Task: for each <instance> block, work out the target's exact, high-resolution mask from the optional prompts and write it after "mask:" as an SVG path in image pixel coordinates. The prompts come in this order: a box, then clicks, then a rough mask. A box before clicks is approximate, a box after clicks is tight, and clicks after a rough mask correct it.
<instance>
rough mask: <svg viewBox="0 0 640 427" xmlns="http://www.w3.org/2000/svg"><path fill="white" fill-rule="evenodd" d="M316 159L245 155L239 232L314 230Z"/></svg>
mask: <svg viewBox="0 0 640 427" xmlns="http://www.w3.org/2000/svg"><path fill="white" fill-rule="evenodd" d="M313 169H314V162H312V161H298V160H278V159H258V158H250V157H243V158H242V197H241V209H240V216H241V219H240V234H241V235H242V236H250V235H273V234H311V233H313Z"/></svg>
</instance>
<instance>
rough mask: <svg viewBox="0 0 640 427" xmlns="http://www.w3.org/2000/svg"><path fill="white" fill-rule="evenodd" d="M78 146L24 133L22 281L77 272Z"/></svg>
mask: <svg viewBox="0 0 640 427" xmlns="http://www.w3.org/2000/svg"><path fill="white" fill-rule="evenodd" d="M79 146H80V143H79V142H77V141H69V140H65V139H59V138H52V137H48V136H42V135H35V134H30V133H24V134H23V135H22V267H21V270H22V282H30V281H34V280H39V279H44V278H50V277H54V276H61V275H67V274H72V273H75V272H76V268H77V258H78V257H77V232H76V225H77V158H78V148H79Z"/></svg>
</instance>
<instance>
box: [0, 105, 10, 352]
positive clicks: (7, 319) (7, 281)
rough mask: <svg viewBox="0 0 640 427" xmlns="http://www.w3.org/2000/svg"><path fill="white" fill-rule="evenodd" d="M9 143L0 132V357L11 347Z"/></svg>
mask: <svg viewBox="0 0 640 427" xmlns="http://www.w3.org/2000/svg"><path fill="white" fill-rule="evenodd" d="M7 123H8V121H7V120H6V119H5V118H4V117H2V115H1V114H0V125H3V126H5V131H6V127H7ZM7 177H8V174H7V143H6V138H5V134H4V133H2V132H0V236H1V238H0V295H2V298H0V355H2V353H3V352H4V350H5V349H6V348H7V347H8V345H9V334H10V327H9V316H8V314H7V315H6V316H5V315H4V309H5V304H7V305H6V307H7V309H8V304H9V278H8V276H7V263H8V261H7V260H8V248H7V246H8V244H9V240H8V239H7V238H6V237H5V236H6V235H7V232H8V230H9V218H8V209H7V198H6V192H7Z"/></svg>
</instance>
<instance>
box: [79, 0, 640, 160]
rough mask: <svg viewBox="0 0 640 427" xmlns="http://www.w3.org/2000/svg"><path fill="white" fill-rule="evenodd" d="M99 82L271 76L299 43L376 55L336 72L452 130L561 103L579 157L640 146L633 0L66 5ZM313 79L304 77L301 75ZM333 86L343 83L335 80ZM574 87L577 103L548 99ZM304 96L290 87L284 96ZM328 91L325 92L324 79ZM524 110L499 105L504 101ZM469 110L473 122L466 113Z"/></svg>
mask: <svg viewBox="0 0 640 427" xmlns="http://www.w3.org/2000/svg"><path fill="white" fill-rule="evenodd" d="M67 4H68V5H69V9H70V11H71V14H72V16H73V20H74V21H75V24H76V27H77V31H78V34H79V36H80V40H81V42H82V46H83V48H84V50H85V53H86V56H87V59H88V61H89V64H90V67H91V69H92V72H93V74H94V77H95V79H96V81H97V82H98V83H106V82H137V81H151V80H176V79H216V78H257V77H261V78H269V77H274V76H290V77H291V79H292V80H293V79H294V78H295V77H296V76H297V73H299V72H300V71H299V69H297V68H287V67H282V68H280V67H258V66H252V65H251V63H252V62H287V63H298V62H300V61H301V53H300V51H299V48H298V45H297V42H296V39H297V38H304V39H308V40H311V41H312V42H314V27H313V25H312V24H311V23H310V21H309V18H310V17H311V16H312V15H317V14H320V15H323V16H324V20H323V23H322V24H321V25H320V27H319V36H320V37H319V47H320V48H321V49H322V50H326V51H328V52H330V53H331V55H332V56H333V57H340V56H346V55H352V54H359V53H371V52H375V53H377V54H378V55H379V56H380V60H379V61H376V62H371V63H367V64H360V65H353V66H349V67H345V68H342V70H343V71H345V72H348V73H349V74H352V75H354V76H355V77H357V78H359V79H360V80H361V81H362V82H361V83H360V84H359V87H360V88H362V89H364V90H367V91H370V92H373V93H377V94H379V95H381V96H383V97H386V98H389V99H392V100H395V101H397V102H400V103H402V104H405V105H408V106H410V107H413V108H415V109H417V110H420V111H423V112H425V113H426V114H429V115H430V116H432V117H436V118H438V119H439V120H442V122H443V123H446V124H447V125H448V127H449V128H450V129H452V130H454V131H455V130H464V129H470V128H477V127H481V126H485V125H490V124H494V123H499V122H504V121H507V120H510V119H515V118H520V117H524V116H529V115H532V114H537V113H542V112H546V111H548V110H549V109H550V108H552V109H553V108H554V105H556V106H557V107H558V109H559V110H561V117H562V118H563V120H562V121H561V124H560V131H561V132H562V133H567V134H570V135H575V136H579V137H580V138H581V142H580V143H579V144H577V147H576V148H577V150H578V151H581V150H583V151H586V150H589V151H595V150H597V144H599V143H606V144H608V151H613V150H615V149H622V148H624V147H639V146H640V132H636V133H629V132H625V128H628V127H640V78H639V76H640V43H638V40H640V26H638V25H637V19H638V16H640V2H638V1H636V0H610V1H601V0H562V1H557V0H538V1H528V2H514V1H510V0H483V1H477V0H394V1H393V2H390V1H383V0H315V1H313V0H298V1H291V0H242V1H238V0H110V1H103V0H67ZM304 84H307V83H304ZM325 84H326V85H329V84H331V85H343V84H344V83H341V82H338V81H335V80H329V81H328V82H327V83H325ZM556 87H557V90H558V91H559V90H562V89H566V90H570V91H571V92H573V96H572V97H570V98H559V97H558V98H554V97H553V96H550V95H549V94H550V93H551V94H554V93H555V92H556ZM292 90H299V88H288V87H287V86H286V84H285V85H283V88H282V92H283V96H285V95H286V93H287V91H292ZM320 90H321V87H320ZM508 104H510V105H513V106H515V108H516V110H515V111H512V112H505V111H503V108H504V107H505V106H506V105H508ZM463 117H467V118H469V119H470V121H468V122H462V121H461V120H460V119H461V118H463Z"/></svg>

○ ○ ○

Task goal >> Reproduce the entries exactly, dropping nothing.

Solution to this problem >>
Task: for each <instance> block, work out the target's exact, high-resolution mask from the optional prompts and write it after "mask:" as an SVG path in image pixel coordinates. The prompts come in this order: a box, then clicks, then a rough mask. A box before clicks is approximate, a box after clicks is tight, and clicks after a rough mask correct it.
<instance>
rough mask: <svg viewBox="0 0 640 427" xmlns="http://www.w3.org/2000/svg"><path fill="white" fill-rule="evenodd" d="M316 159L245 155L239 232L314 230Z"/></svg>
mask: <svg viewBox="0 0 640 427" xmlns="http://www.w3.org/2000/svg"><path fill="white" fill-rule="evenodd" d="M313 169H314V162H312V161H298V160H278V159H258V158H250V157H243V158H242V197H241V209H240V216H241V219H240V234H241V235H242V236H250V235H273V234H311V233H313Z"/></svg>
</instance>
<instance>
rough mask: <svg viewBox="0 0 640 427" xmlns="http://www.w3.org/2000/svg"><path fill="white" fill-rule="evenodd" d="M78 146L24 133L22 281L77 272Z"/></svg>
mask: <svg viewBox="0 0 640 427" xmlns="http://www.w3.org/2000/svg"><path fill="white" fill-rule="evenodd" d="M79 146H80V143H79V142H77V141H69V140H65V139H59V138H52V137H48V136H42V135H35V134H30V133H24V134H23V135H22V267H21V270H22V282H30V281H34V280H39V279H44V278H50V277H54V276H61V275H67V274H72V273H75V272H76V268H77V258H78V257H77V232H76V225H77V158H78V148H79Z"/></svg>
</instance>
<instance>
box: [0, 105, 10, 352]
positive clicks: (7, 319) (7, 281)
rough mask: <svg viewBox="0 0 640 427" xmlns="http://www.w3.org/2000/svg"><path fill="white" fill-rule="evenodd" d="M9 143L0 132V357L11 347Z"/></svg>
mask: <svg viewBox="0 0 640 427" xmlns="http://www.w3.org/2000/svg"><path fill="white" fill-rule="evenodd" d="M7 123H8V121H7V120H6V119H5V118H4V117H2V115H1V114H0V125H3V126H5V131H6V127H7ZM7 177H8V174H7V143H6V138H5V134H4V133H2V132H0V236H1V238H0V295H2V298H0V355H2V353H3V352H4V350H5V349H6V348H7V347H8V345H9V334H10V327H9V316H8V314H7V315H6V316H5V315H4V309H5V304H7V305H6V307H7V309H8V304H9V278H8V276H7V263H8V261H7V260H8V248H7V246H8V244H9V240H8V239H7V238H6V237H5V236H6V235H7V232H8V230H9V218H8V209H7V198H6V192H7Z"/></svg>
</instance>
<instance>
box: [79, 0, 640, 160]
rough mask: <svg viewBox="0 0 640 427" xmlns="http://www.w3.org/2000/svg"><path fill="white" fill-rule="evenodd" d="M99 82L271 76L299 43L376 55L336 72L452 130L561 103L579 157L640 146L633 0L66 5ZM313 79L304 77L301 75ZM333 86L343 83L335 80ZM574 87L577 103L548 99ZM304 96L290 87L284 96ZM328 91L325 92L324 79ZM524 110L499 105L504 101ZM469 110L473 122L466 113Z"/></svg>
mask: <svg viewBox="0 0 640 427" xmlns="http://www.w3.org/2000/svg"><path fill="white" fill-rule="evenodd" d="M67 4H68V5H69V9H70V11H71V14H72V16H73V20H74V21H75V24H76V27H77V31H78V34H79V36H80V40H81V42H82V46H83V48H84V50H85V53H86V56H87V59H88V61H89V64H90V67H91V69H92V72H93V74H94V77H95V79H96V81H97V82H98V83H106V82H137V81H151V80H176V79H216V78H257V77H261V78H269V77H274V76H290V77H291V79H292V80H293V79H294V78H295V77H296V76H297V73H299V72H300V71H299V69H297V68H287V67H282V68H280V67H258V66H252V65H251V63H252V62H287V63H298V62H300V61H301V53H300V51H299V48H298V45H297V42H296V39H297V38H304V39H308V40H311V41H312V42H314V27H313V25H312V24H311V23H310V21H309V18H310V17H311V16H312V15H317V14H320V15H323V16H324V20H323V23H322V24H321V25H320V27H319V36H320V37H319V47H320V48H321V49H322V50H326V51H328V52H330V53H331V55H332V56H333V57H340V56H346V55H352V54H359V53H371V52H375V53H377V54H378V55H379V56H380V60H379V61H376V62H371V63H367V64H360V65H353V66H349V67H345V68H342V70H343V71H345V72H348V73H349V74H352V75H354V76H355V77H357V78H359V79H360V80H361V81H362V82H361V83H360V84H359V87H360V88H362V89H364V90H367V91H370V92H373V93H377V94H379V95H381V96H383V97H386V98H389V99H392V100H395V101H397V102H400V103H402V104H405V105H408V106H410V107H413V108H415V109H417V110H420V111H423V112H425V113H426V114H429V115H430V116H432V117H436V118H438V119H439V120H442V122H443V123H446V124H447V125H448V127H449V128H450V129H452V130H454V131H455V130H464V129H470V128H477V127H481V126H485V125H490V124H494V123H499V122H504V121H507V120H510V119H515V118H520V117H524V116H529V115H532V114H537V113H542V112H546V111H548V110H549V109H550V108H552V109H553V108H554V105H556V106H557V107H558V109H559V110H561V117H562V118H563V120H562V121H561V124H560V131H561V132H562V133H567V134H570V135H575V136H579V137H580V138H581V142H580V143H579V144H577V147H576V148H577V150H578V151H581V150H583V151H586V150H589V151H595V150H597V144H599V143H606V144H608V151H613V150H615V149H622V148H624V147H639V146H640V132H636V133H629V132H625V128H628V127H640V78H639V76H640V43H638V40H640V26H638V25H637V19H638V16H640V2H638V1H636V0H610V1H601V0H562V1H557V0H538V1H528V2H514V1H510V0H483V1H477V0H394V1H393V2H390V1H383V0H315V1H313V0H298V1H291V0H242V1H238V0H110V1H103V0H67ZM304 84H307V83H304ZM325 84H326V85H329V84H331V85H343V84H344V83H341V82H338V81H335V80H329V81H328V82H327V83H325ZM556 87H557V90H558V91H559V90H562V89H566V90H570V91H571V92H573V96H572V97H570V98H559V97H558V98H554V97H553V96H550V95H549V94H550V93H551V94H554V93H555V92H556ZM292 90H299V88H288V87H287V86H286V84H285V85H283V88H282V92H283V96H285V95H286V93H287V91H292ZM320 90H321V87H320ZM508 104H510V105H513V106H515V108H516V110H515V111H512V112H505V111H503V108H504V107H505V106H506V105H508ZM463 117H467V118H469V119H470V121H468V122H462V121H461V120H460V119H461V118H463Z"/></svg>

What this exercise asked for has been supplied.